• _Directions_
Please pick out each line in the listing below that contains the word "distant" and copy those lines.

• _Task input_

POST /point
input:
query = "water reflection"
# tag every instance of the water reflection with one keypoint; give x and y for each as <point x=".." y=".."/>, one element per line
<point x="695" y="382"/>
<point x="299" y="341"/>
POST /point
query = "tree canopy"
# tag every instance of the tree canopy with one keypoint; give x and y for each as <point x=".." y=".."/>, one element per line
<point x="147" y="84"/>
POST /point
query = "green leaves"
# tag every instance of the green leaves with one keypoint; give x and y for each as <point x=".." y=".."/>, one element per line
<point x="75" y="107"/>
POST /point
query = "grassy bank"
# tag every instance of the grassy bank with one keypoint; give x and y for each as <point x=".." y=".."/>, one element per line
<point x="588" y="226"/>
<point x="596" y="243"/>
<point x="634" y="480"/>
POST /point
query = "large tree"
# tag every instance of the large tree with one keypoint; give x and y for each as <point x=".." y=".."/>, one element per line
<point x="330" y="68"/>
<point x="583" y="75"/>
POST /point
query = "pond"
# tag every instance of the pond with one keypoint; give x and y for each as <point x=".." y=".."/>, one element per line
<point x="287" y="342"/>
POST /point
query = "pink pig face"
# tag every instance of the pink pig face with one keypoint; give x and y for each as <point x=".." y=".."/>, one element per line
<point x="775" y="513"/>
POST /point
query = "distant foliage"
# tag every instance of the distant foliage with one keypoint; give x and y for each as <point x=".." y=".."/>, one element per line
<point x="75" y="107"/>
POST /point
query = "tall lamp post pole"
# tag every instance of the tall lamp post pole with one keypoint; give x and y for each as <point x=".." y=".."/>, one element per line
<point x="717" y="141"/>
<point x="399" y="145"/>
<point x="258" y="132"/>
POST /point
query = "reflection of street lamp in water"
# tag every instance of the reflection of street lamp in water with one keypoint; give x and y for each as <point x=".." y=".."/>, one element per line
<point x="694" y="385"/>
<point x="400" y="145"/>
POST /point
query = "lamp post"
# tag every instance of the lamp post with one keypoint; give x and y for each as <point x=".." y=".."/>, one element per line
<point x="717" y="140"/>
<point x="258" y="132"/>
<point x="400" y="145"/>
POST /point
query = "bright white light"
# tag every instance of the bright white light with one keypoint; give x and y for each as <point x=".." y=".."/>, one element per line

• _Response below_
query = "distant foliage"
# tag every instance of the distant foliage with one keypoint; give x and y for each as <point x=".." y=".."/>, one element per line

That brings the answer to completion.